* RECORDS TO PROCESS
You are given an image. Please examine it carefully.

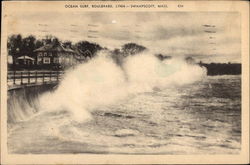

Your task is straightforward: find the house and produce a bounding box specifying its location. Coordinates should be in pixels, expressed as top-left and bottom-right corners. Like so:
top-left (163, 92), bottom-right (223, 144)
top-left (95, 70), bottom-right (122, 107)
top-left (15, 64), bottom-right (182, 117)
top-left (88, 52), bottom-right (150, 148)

top-left (15, 56), bottom-right (35, 66)
top-left (34, 41), bottom-right (77, 69)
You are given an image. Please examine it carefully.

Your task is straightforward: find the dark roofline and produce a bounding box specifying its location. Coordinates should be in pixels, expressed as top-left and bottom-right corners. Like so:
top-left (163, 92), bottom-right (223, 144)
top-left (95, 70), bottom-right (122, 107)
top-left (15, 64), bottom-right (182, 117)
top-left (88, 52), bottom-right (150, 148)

top-left (33, 42), bottom-right (76, 53)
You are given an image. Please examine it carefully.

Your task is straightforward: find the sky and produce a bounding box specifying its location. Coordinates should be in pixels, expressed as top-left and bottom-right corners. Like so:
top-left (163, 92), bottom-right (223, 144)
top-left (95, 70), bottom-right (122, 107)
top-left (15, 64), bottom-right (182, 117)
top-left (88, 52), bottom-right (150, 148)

* WHAT IS ASKED
Can you turn all of the material above into a Markdown table with the columns Row and Line, giving each nonblank line its own numbered row? Leave the pictures out.

* EXERCISE ANSWER
| Row | Line |
|---|---|
| 1 | You are given an image. Please examine it carefully. |
| 2 | Your task is straightforward: find the house and produce a bounding box specifying its location. Coordinates should be in pixels, expressed as top-left and bottom-right corners. Like so: |
| 3 | top-left (163, 92), bottom-right (223, 144) |
| 4 | top-left (95, 70), bottom-right (122, 107) |
| 5 | top-left (15, 64), bottom-right (182, 117) |
| 6 | top-left (88, 52), bottom-right (150, 148) |
| 7 | top-left (15, 56), bottom-right (35, 66) |
| 8 | top-left (34, 41), bottom-right (77, 69) |
| 9 | You are given an image. Please examine it carefully. |
| 10 | Your task is straightforward: find the dark roofline and produce a bounding box specifying its location. Coordinates should be in pixels, expressed as top-left and bottom-right corners. Like so: |
| 11 | top-left (163, 92), bottom-right (223, 144) |
| 12 | top-left (95, 70), bottom-right (122, 107) |
| 13 | top-left (15, 64), bottom-right (182, 117) |
| 14 | top-left (88, 52), bottom-right (150, 148) |
| 15 | top-left (33, 42), bottom-right (76, 53) |
| 16 | You are given an image. Please examine it carefully. |
| 17 | Your task is straightforward: find the sky and produce a bounding box specifying its location. Coordinates should be in pixels, expressed as top-left and bottom-right corners. Like so: |
| 18 | top-left (163, 92), bottom-right (223, 144) |
| 19 | top-left (95, 70), bottom-right (122, 107) |
| 20 | top-left (15, 64), bottom-right (182, 117) |
| 21 | top-left (88, 52), bottom-right (150, 148) |